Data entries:

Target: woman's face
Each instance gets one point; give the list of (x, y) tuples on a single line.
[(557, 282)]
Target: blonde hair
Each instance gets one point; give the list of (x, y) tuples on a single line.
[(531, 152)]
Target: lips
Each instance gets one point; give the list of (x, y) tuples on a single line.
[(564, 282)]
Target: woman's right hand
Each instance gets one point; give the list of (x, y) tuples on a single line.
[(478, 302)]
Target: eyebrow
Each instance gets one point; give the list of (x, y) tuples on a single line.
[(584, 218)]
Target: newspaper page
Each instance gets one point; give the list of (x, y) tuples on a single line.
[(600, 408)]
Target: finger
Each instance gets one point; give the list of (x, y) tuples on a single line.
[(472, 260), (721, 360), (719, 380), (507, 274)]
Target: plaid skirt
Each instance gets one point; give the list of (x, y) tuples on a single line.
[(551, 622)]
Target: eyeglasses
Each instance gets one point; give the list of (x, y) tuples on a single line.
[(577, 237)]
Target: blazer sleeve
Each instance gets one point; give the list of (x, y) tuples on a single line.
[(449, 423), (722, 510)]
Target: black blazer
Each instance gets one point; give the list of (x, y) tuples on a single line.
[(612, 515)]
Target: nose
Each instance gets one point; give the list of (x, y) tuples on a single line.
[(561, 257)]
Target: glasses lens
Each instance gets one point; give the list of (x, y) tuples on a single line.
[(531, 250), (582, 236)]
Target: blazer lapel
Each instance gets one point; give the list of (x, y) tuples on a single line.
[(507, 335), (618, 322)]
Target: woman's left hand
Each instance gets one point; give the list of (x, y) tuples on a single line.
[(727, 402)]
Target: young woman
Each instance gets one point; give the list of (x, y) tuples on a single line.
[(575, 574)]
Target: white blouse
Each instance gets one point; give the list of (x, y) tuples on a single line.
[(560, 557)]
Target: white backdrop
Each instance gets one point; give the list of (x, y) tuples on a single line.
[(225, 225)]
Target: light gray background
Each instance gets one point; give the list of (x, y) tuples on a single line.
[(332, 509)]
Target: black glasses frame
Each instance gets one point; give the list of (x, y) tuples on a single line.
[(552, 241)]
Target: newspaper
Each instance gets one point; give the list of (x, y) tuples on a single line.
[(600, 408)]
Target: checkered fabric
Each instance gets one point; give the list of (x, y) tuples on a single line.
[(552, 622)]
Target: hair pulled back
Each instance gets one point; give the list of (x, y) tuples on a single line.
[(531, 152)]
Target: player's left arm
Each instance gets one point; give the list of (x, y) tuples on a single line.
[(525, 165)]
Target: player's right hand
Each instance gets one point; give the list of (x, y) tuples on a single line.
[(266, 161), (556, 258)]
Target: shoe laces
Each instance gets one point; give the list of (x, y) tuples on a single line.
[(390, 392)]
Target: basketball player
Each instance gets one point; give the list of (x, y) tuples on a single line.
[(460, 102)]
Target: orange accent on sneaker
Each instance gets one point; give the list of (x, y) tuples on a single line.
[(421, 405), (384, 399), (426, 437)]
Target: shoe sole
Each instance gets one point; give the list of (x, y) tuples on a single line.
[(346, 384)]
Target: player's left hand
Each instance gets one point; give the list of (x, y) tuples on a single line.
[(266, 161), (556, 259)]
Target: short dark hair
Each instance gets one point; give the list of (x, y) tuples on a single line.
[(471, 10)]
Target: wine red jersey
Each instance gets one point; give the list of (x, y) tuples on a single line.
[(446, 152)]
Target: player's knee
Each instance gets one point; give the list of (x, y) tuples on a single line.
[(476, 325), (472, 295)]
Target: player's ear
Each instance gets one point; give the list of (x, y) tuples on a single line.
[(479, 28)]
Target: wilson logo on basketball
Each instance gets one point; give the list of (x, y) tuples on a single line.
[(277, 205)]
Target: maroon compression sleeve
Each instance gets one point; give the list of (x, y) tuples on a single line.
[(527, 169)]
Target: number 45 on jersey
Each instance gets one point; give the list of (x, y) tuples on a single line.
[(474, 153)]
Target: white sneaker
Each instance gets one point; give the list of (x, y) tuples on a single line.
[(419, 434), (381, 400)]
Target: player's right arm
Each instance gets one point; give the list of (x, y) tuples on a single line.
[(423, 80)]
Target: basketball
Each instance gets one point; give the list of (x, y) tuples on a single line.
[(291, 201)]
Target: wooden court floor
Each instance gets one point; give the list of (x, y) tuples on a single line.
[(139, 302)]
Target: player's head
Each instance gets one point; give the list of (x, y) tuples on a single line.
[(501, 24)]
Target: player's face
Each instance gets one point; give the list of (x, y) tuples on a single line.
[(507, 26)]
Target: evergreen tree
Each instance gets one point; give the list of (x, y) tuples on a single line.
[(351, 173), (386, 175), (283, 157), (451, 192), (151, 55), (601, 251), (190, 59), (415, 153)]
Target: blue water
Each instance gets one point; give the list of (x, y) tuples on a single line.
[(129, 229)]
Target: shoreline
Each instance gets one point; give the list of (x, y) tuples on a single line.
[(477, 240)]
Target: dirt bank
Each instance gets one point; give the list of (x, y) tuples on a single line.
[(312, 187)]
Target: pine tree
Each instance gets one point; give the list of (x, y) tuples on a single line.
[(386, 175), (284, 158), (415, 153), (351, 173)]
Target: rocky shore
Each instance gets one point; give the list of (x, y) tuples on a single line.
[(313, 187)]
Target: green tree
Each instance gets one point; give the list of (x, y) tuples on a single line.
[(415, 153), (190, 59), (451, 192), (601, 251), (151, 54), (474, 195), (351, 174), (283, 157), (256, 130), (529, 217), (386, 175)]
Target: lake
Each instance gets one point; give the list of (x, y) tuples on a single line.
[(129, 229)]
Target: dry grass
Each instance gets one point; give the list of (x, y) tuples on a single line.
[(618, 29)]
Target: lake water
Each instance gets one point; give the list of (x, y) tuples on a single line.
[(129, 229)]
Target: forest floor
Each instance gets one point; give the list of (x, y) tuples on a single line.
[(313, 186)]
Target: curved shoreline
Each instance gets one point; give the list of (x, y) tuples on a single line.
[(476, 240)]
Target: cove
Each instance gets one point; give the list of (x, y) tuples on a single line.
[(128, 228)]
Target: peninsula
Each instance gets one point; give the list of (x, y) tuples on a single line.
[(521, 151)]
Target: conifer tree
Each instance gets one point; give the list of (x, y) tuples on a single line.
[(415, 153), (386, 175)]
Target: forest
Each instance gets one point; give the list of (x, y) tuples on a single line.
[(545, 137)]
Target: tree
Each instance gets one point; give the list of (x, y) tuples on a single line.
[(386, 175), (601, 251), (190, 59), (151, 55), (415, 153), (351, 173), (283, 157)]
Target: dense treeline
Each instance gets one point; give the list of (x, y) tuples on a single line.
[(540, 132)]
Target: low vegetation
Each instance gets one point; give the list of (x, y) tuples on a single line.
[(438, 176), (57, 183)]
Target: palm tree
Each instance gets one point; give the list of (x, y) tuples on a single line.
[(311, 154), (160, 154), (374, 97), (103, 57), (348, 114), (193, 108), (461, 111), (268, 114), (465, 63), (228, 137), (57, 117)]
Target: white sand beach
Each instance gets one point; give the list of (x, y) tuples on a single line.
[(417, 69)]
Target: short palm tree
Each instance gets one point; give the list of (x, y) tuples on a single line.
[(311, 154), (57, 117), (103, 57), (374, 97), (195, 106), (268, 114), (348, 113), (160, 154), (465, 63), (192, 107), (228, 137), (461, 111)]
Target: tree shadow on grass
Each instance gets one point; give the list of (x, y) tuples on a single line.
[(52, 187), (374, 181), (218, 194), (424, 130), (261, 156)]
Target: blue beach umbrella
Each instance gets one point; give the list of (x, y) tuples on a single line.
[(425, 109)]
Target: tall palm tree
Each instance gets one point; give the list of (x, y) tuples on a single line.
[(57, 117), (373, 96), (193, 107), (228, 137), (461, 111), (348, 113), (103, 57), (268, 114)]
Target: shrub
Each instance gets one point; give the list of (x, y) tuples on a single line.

[ASSIGNMENT]
Your task is to find every line above containing the word "face" and copy it.

[ANSWER]
Target: woman's face
Target: player's face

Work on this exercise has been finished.